--- 課題の内容 ---
医療少年院の少年たちについて語る引用文を、最後の文のあとから続けて書いてください。

═════ 引用文

使命感を持つとやる気の次元が変わる
【宮口】それで、病院に来ない非行少年たちはどうなっているのかを調べたところ、一部は医療少年院という施設に入っていることがわかりました。その実態を知りたくて医療少年院に勤めるようになりました。
そこで、簡単な図形の模写ができないなど、認知機能の低い少年たちに出会いました。「丸いケーキを3等分するには、どう切ればいいですか?」と問われて、ベンツのマークのように扇形に切り分けず、まず縦に半分に切ってしまうような少年たちです。私は衝撃を受け、彼らが非行に走ったのも、一因に認知機能に問題があって授業を理解することができず、学校に嫌気がさしたからではないかと考えるようになりました。

══════════
═════ 記録データ

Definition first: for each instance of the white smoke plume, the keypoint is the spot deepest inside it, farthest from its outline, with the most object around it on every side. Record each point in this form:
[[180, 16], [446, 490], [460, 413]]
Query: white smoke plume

══════════

--- 解答 ---
このときに、スイッチが入っちゃったんですね。「認知機能に障害があるのに気づかれずに非行化する子どもたちが、予備軍も含めてたくさんいる。この子たちを何とかしなくちゃいけない。そのために自分は生まれてきたんだ」という使命感が湧いてきたのです。使命感を持った瞬間、「やる気」の次元がぐっと上がった気がします。
【養老】コーリング――呼ばれたんですね(英語の“calling”には「天職」という意味がある)。
【宮口】ああ、そうかもしれません。使命感のようなものが見つかった私は、ある意味ですごく幸せだと思います。
【養老】見つからないのが普通でしょうね。宮口先生にとっていまの仕事は、天職なんだと思います。